- Task statement: Copy out exactly every line from the line containing "Study the photograph above. For every instance of the fence" until the records below end, inclusive of both boundary lines.

[Natural language region descriptions]
▬▬▬

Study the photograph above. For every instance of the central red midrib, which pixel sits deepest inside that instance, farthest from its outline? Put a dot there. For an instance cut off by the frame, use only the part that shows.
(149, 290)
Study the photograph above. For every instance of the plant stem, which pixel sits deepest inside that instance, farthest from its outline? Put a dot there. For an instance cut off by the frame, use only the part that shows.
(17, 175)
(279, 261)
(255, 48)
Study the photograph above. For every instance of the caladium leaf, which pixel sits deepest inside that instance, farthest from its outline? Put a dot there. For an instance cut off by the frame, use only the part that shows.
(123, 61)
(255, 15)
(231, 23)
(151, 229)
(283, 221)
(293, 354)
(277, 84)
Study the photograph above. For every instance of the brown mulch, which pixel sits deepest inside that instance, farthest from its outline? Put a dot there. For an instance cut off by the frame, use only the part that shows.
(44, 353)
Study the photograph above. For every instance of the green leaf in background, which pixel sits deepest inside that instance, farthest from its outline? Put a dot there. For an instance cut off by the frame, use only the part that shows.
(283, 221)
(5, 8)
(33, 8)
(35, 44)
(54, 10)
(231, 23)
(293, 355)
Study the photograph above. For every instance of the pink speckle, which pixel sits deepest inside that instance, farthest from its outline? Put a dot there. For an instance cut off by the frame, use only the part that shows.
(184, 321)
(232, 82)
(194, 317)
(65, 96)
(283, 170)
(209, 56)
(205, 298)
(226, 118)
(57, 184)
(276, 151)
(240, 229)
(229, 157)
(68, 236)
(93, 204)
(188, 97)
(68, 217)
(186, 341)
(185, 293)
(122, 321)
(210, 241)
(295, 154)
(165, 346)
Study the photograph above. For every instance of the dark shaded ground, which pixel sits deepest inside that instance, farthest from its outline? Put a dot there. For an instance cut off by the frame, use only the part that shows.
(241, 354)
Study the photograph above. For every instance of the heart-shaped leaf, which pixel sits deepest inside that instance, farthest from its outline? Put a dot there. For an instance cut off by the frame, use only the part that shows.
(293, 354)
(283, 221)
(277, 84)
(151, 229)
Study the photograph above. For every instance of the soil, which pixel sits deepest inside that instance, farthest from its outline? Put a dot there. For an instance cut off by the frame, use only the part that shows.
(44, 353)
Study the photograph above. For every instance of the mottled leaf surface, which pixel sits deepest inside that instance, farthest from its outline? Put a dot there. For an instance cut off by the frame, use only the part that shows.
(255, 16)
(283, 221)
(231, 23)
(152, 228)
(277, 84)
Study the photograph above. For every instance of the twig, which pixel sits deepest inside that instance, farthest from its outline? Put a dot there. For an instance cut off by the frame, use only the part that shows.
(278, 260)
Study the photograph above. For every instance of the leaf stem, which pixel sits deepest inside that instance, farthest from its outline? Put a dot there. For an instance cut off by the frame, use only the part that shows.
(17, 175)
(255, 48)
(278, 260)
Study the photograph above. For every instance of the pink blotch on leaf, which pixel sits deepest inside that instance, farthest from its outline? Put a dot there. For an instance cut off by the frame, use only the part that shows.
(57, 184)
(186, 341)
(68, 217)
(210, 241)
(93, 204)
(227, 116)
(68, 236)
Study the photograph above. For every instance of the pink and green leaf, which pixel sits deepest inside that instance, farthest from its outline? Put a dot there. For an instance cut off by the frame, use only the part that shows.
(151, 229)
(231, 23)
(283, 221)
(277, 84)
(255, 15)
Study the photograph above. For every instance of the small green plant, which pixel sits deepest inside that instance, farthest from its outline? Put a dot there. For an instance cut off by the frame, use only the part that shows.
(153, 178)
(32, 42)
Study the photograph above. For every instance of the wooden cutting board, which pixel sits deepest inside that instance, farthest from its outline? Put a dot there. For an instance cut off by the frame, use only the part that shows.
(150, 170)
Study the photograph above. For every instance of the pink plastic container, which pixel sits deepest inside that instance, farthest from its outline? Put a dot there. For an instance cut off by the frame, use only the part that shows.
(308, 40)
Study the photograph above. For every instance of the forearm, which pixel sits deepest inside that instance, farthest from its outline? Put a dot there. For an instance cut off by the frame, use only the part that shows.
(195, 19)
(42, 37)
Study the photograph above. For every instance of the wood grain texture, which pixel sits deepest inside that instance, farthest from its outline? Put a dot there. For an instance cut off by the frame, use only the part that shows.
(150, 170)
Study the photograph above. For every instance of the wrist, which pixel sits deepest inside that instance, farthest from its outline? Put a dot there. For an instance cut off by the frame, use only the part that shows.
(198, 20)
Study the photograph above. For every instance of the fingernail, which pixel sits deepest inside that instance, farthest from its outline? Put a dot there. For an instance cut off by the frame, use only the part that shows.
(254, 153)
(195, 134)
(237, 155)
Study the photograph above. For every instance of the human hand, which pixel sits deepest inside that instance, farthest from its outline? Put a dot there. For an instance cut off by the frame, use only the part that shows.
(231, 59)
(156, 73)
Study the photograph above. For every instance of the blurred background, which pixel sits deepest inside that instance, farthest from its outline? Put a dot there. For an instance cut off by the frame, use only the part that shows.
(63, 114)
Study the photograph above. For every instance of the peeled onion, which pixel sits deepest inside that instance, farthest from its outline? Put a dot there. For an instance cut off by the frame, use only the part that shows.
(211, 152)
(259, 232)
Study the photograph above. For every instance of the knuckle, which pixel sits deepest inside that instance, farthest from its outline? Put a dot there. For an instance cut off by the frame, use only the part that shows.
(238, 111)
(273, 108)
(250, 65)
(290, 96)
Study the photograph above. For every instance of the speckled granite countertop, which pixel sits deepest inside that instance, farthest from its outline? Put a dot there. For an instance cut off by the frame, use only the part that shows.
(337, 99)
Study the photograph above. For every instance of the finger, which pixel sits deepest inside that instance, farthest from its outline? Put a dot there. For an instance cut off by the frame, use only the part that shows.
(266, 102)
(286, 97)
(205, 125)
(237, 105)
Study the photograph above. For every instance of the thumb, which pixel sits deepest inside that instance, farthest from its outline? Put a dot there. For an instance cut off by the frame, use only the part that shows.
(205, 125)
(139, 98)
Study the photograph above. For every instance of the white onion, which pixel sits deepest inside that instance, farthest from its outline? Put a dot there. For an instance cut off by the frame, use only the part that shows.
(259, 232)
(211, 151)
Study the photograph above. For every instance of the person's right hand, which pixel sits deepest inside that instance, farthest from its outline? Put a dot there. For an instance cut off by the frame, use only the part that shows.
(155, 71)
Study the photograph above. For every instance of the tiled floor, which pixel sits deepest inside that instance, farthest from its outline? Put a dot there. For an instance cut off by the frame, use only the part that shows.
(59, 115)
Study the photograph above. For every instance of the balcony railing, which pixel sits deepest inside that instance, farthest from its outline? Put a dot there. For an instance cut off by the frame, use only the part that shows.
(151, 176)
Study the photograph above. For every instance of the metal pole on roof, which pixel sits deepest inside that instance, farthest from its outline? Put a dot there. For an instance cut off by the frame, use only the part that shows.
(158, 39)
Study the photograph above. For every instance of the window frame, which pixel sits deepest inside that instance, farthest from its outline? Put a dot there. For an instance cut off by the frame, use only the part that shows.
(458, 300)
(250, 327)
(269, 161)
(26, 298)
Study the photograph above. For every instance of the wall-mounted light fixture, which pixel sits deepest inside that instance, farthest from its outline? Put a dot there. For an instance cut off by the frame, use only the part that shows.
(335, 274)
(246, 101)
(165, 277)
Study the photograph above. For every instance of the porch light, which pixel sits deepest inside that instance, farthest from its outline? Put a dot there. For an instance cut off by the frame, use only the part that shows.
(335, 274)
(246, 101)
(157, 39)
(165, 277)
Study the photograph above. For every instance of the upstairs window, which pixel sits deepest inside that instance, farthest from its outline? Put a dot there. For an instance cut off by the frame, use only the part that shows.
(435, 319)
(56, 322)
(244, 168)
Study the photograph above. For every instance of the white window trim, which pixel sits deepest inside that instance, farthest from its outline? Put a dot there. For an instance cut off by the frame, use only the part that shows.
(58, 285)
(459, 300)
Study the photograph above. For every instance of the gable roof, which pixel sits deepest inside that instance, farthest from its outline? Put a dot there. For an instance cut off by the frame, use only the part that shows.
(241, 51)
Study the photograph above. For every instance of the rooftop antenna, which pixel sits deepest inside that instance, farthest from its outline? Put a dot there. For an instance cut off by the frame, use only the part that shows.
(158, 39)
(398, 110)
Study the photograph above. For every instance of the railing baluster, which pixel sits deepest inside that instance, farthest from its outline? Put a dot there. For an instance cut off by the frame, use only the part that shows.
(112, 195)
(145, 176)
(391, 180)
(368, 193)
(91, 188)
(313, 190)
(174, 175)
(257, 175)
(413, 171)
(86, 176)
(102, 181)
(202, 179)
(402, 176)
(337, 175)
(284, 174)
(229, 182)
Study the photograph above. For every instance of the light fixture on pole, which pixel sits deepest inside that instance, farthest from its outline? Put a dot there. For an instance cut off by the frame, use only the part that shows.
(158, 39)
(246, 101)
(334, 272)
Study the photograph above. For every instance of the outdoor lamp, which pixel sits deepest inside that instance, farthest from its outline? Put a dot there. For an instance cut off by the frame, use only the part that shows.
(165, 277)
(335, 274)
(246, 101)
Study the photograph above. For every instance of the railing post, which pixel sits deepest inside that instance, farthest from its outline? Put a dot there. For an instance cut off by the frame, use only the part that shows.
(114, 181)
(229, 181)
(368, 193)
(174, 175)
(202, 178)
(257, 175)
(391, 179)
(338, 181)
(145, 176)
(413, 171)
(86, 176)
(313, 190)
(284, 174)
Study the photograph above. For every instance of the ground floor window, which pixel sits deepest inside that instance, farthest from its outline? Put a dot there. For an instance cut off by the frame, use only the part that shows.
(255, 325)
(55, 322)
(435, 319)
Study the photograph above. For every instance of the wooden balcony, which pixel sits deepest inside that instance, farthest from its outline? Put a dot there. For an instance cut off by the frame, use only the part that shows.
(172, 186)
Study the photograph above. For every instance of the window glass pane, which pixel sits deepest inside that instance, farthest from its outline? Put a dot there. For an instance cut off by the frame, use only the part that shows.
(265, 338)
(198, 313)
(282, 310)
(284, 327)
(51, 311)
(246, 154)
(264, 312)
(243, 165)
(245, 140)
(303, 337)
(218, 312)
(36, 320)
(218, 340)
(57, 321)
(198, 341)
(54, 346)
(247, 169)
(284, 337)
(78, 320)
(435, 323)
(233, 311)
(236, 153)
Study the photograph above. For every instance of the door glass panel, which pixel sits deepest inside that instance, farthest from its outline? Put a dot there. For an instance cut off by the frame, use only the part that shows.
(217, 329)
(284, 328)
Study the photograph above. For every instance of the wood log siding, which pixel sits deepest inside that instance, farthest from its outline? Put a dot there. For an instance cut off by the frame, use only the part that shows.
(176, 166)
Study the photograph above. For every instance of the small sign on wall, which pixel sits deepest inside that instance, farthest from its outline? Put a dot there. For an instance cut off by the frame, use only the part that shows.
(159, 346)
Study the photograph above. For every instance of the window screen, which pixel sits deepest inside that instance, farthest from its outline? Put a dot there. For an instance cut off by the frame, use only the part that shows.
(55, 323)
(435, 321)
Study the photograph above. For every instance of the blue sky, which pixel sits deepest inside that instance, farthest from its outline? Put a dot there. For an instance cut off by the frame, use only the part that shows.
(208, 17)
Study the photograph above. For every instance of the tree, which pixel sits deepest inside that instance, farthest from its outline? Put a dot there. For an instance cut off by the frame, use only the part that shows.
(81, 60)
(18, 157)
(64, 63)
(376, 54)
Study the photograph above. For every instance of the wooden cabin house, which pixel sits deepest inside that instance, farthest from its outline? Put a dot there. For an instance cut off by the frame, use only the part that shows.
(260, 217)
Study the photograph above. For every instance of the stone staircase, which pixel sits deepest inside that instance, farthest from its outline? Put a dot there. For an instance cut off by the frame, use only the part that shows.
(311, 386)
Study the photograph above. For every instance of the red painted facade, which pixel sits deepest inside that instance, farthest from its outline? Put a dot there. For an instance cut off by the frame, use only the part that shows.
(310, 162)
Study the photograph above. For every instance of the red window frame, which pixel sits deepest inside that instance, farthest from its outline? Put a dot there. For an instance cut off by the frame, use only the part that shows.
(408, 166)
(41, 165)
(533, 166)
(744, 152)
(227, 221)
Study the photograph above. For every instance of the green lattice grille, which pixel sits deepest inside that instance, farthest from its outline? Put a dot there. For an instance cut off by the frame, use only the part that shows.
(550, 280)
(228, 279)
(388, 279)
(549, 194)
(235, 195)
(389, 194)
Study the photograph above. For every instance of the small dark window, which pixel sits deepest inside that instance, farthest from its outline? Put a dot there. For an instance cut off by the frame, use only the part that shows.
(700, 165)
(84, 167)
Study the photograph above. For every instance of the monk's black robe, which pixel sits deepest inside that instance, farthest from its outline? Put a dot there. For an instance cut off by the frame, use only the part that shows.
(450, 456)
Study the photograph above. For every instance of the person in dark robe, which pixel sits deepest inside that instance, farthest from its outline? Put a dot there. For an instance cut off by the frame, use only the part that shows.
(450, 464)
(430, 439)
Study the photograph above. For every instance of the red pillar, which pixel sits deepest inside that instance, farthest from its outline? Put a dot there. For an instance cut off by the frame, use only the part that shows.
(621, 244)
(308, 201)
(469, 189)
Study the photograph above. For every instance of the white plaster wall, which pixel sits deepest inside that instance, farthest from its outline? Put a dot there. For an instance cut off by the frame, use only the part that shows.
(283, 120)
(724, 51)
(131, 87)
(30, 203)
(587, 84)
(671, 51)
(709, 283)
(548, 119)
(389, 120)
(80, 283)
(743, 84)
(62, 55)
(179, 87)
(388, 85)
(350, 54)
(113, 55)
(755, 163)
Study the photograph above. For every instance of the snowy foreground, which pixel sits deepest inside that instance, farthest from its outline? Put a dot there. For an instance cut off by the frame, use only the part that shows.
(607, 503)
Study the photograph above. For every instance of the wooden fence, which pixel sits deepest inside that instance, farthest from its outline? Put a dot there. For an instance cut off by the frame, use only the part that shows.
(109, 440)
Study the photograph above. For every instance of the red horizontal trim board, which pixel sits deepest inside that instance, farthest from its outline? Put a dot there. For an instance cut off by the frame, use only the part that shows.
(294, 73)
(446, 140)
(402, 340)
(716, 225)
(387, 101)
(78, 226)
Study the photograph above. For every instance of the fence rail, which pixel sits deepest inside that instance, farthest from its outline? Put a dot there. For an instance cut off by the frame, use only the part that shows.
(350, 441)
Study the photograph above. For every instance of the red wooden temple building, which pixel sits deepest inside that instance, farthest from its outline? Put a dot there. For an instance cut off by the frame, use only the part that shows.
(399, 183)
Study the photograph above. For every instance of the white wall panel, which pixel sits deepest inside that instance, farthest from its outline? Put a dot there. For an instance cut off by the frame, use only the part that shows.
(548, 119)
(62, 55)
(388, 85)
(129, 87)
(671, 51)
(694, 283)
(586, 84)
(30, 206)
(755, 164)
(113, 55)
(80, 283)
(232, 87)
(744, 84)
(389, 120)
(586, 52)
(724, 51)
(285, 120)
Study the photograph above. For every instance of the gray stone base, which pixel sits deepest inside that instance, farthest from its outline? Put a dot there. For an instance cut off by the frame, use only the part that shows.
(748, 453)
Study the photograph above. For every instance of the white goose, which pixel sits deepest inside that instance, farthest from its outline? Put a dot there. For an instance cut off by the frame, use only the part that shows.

▬▬▬

- Exercise response:
Study the photograph above. For every instance of the fence rail, which pixel sits deepest inside that instance, farthest from its outline? Put a dot there. For an instance cut off by the frame, use only the part that shows.
(350, 441)
Study the photograph above. For every instance of the red wooden temple building, which pixel sits deepest inside that instance, farthest from its outline? Put a dot there. For an instance cut off by the frame, use only the part that shows.
(399, 183)
Study the photograph above. For every instance of the white wall panel, which pixel sits deepest inside that instance, farthest from its outline? Put a dot there. For an instance cut off by the frame, use only the part that shows.
(548, 119)
(62, 55)
(388, 85)
(129, 87)
(671, 51)
(694, 283)
(586, 84)
(30, 206)
(755, 164)
(113, 55)
(80, 283)
(232, 87)
(744, 84)
(389, 120)
(586, 52)
(724, 51)
(285, 120)
Study the photograph above. For every instance of the gray stone base, which pixel sits deepest inside that instance, farthest from its outline? Put a dot there. For an instance cut off by the frame, use only the part that shows.
(748, 453)
Study the photograph above. For every instance of the white goose, which pixel sits deepest inside that instance, farthest from its outline? Put a dot there. For an instance cut off by the frame, use only the part that shows.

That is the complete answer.